# Leash training kids



## Pearce Pastures (Jul 21, 2011)

This is the first time I have tried to leash train a goat and am hoping for some pointers.

Our kids are about a month old and I have been trying every few days to put a leash on them and walk them around the yard some.  Lily *pygmy* does okay when it is just her, thought she will pull back frequently when I am trying to get her out of the barn.  The other two kind of freak out and it is more of a drag than walk and I can't much out of them.  They don't take treats yet or I might resort to bribery as encouragement.  Have any of you trained your goaties and how did you do it?  I have heard of people getting their so well trained that they take them on daily jogs and I would just love that!


----------



## 20kidsonhill (Jul 21, 2011)

They walk better on a halter at first.  then we put the collars on with the halters and start doing a little of both. they have too much control over their heads at first with just a collar in my opinion. 

You can get small halters for 3 or 4 dollars. but they have to be the small onse. Not sure what to tell you on measurements. 

NOt positive if this is the smallest one: but looks like this.


http://www.valleyvet.com/ct_detail....a-11d5-a192-00b0d0204ae5&gas=lamb goat halter

You can get one of these training collars:


http://www.google.com/products/cata...sa=X&ei=lKooTvrHNIPEgAeJtshc&ved=0CD4Q8wIwAw#

Or you can just keep working with them. sometimes tying them out near you when you are doing other things for an hour or so at a time helps to get them used to it, but don't leave them alone or unattended, goats love to panic and hang themselves.


----------



## freemotion (Jul 21, 2011)

The key is to not let them ever get scared....which already happened with your kids, so you'll have to take more time....

Keep the lessons short, like 1-2 minutes at first, and frequent.  They don't need a food treat, just a snuggle and a scratch on their favorite spot....leave 'em wanting more is the best policy.

» **EXTRACTED DATA**:
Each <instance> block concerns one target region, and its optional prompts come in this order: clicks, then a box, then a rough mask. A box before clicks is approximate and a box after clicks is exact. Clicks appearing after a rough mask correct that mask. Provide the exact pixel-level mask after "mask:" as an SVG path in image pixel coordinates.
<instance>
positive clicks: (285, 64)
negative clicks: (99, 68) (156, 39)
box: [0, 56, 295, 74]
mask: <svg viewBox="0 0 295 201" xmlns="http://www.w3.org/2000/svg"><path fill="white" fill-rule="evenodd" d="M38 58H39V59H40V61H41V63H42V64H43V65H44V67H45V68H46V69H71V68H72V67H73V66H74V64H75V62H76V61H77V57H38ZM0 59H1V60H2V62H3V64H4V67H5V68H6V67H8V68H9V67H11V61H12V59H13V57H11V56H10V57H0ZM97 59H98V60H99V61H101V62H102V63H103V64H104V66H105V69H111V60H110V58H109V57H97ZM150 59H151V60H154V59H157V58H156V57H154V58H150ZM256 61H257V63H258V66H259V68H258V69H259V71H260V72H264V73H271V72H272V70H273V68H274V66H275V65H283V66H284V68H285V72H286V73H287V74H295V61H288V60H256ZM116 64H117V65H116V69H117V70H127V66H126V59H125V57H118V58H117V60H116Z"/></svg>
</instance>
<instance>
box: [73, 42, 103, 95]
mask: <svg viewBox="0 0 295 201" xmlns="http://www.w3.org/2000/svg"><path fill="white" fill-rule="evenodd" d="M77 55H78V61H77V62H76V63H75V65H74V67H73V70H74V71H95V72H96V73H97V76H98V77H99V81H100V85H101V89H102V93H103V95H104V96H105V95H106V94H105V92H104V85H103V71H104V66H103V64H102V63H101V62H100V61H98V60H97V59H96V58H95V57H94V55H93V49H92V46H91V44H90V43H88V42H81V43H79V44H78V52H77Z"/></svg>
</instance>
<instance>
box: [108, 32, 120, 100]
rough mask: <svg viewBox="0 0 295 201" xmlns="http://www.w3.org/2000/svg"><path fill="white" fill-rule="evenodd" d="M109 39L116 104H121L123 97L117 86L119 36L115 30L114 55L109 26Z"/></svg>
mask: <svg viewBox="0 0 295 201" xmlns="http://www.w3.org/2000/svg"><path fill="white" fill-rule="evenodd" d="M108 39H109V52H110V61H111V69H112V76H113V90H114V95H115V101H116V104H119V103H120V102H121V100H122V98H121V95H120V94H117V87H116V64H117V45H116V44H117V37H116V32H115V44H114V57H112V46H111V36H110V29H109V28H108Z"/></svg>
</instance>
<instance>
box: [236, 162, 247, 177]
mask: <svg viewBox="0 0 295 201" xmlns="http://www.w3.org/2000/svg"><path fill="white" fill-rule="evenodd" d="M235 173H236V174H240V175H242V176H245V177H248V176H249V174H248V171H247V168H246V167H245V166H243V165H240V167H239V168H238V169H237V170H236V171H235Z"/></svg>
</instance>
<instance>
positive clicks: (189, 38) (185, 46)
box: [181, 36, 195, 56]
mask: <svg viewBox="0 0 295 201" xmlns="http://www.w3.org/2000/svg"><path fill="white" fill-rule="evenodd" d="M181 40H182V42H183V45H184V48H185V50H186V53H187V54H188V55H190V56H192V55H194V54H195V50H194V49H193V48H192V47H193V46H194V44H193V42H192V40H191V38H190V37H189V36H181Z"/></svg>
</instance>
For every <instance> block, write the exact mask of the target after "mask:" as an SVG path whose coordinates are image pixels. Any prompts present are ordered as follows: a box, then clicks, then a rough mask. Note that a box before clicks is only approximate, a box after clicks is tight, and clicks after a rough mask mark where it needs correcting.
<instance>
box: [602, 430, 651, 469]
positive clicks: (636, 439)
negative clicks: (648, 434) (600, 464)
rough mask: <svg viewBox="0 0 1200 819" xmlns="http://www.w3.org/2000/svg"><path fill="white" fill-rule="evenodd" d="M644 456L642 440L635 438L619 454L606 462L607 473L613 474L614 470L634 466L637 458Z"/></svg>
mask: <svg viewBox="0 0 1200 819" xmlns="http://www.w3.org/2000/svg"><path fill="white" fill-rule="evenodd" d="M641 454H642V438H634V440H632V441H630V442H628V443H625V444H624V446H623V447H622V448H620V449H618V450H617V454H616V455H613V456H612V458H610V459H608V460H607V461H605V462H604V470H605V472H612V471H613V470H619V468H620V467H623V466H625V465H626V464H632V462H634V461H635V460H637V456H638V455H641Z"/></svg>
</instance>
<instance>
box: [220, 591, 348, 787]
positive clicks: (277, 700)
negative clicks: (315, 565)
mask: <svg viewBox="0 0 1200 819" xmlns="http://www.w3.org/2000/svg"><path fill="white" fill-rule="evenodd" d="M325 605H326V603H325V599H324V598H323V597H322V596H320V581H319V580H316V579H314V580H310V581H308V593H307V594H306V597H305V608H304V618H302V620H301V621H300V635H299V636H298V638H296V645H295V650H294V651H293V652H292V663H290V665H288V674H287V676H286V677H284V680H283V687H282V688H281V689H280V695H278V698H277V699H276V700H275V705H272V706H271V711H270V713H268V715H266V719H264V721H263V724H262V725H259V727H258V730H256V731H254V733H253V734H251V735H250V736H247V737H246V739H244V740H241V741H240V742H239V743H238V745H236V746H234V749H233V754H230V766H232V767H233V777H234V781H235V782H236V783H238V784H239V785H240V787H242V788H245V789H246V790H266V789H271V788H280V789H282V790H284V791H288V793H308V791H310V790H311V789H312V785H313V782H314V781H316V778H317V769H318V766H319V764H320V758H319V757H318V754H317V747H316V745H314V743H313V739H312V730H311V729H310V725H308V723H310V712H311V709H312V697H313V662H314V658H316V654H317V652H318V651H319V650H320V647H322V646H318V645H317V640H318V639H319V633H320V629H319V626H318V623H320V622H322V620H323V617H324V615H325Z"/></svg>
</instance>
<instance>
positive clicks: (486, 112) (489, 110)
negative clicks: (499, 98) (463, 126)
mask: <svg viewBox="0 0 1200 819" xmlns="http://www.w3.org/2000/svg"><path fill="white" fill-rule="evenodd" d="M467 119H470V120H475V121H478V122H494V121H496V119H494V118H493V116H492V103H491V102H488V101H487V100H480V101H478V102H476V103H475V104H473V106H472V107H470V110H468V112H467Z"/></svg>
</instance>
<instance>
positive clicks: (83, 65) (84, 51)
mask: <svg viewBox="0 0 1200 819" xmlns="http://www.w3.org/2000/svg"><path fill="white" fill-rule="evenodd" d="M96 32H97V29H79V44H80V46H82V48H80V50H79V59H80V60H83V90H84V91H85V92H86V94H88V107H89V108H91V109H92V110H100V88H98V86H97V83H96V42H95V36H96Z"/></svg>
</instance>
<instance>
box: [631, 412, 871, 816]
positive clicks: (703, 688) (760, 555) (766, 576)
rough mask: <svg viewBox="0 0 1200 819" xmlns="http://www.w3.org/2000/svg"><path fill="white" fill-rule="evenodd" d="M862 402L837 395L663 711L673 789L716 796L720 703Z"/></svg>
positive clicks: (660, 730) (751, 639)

» **DIRECTIONS**:
1. In the leash-training thread, how long does freemotion say lessons should last at first?
2. In the leash-training thread, take the part starting with "You can get small" and going on through "looks like this.", and rewrite it with "bucks" in place of "dollars".
The material is separate from the leash-training thread.

» **ANSWER SET**:
1. One to two minutes.

2.
You can get small halters for 3 or 4 bucks. but they have to be the small onse. Not sure what to tell you on measurements. 

NOt positive if this is the smallest one: but looks like this.